▸ Texto
Mensagem de Reflexão - Onofre, o vendedor de relógios

"Sabeis estas coisas, meus amados irmãos. Todo homem, pois, seja pronto para ouvir, tardio para falar, tardio para se irar." Tiago 1.19


Por Marcelo Crivella/ Fotos: Thinkstock
redacao@arcauniversal.com


Nos idos da minha infância, tive a felicidade de frequentar com certa assiduidade o bairro de São Cristóvão, Zona Norte do Rio de Janeiro, o qual se espalha ao redor da Quinta da Boa Vista, um dos mais aprazíveis locais da cidade e residência da família imperial no século XIX.

Vizinho ao Cais do Porto, São Cristóvão é o portão do Rio para o viajante cansado que, vindo de todas as partes do Brasil, por via terrestre, obrigatoriamente percorre a colossal Avenida Brasil.

Por sua característica adjacente ao nascedouro daquela avenida, São Cristóvão é, até hoje, uma mistura de bairro residencial e industrial, abrigando inúmeras empresas transportadoras, cujos caminhões, carregados e cobertos com suas lonas típicas, colorem as ruas.

É curioso observarmos o cuidado com que se cobre um carregamento; todos os trançados e nós que os caminhoneiros bordam com suas cordas, até que, por fim, após várias horas, termina a carga perfeitamente coberta e protegida da chuva pela lona encerada, cuja cor, mais puxada para o cáqui (um amarelo misturado com o laranja, com traços de mostarda), traz a lembrança de um empadão daqueles de domingo, saindo do forno da casa da vovó.

▸ Extrato de dados
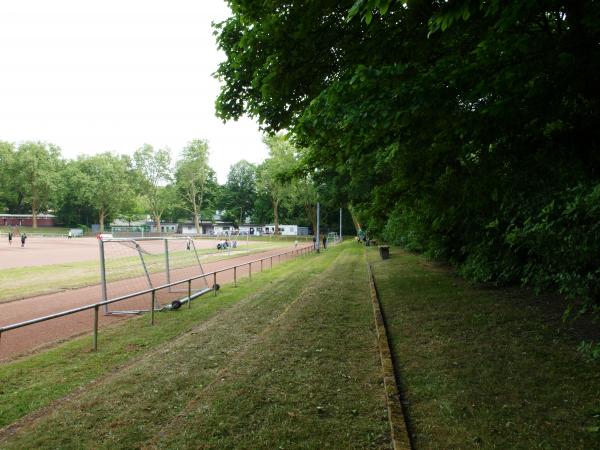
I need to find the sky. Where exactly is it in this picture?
[0,0,268,183]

▸ Tarefas a realizar
(A) Reproduza o trecho do texto sobre São Cristóvão que começa em "Vizinho ao Cais" e termina em "colorem as ruas.".
(B) Prossiga com o texto sobre São Cristóvão a partir da última frase apresentada.
A listagem não é necessária aqui.

▸ Resultados por tarefa
(A)
Vizinho ao Cais do Porto, São Cristóvão é o portão do Rio para o viajante cansado que, vindo de todas as partes do Brasil, por via terrestre, obrigatoriamente percorre a colossal Avenida Brasil.

Por sua característica adjacente ao nascedouro daquela avenida, São Cristóvão é, até hoje, uma mistura de bairro residencial e industrial, abrigando inúmeras empresas transportadoras, cujos caminhões, carregados e cobertos com suas lonas típicas, colorem as ruas.

(B)
Era justamente no querido bairro de São Cristóvão que Onofre, de quem falaremos, trabalhava. Não era caminhoneiro, como é a maioria dos nordestinos ali estabelecidos; era, sim, vendedor de óculos de sol e relógios, com uma bancada armada em uma das calçadas mais movimentadas daquele bairro carioca.

Nosso amigo tinha sido caminhoneiro antes, mas infelizmente um acidente levou-lhe o antebraço esquerdo, até a altura do cotovelo, desfazendo para sempre o prazer que Onofre tinha em dirigir seu caminhão por esse mundão afora, desbravando cada canto desse imenso Brasil.

O braço direito nada sofrera; pelo contrário, era perfeito e muito forte, desenvolvido pelas longas jornadas e tantas cordas que havia puxado e prendido a carga do caminhão.

Habituado ao bairro que lhe havia abrigado, quando anos antes havia chegado do Nordeste, Onofre recebera a indenização da transportadora e ali mesmo resolveu se estabelecer no negócio de ambulante, chamado popularmente de "camelô".

Não reclamava da vida, até porque, em um bairro de caminhoneiros, relógios e óculos de sol são um grande negócio. Afinal, quem de nós nunca quebrou um par de óculos ou perdeu um relógio? Era natural, no entanto, que a distância da profissão que tanto amava deixasse um pouco de rancor e tristeza no coração do sujeito que, portanto, não era lá de muitas brincadeiras.

Onofre, vendedor daqueles relógios de pulso modelo antigo – movidos a corda e longe de serem à prova d’água, como os de hoje – usava um muito vistoso, exatamente no braço em que era cotó, ou seja, o esquerdo. Era impossível que alguém, ao se aproximar de sua barraca, deixasse de notar o fato.

Havia, porém, um segredo que fazia aquela barraquinha ser especial, e era o seguinte: normalmente, quando clientes se aproximavam do ambulante, especialmente jovens e falantes rapazes, em grupos, sentiam-se como a fazerem um grande favor ao pobre comerciante, e revelavam uma desinibição e arrogância que jamais teriam, se estivessem em uma loja fina de artigos caros.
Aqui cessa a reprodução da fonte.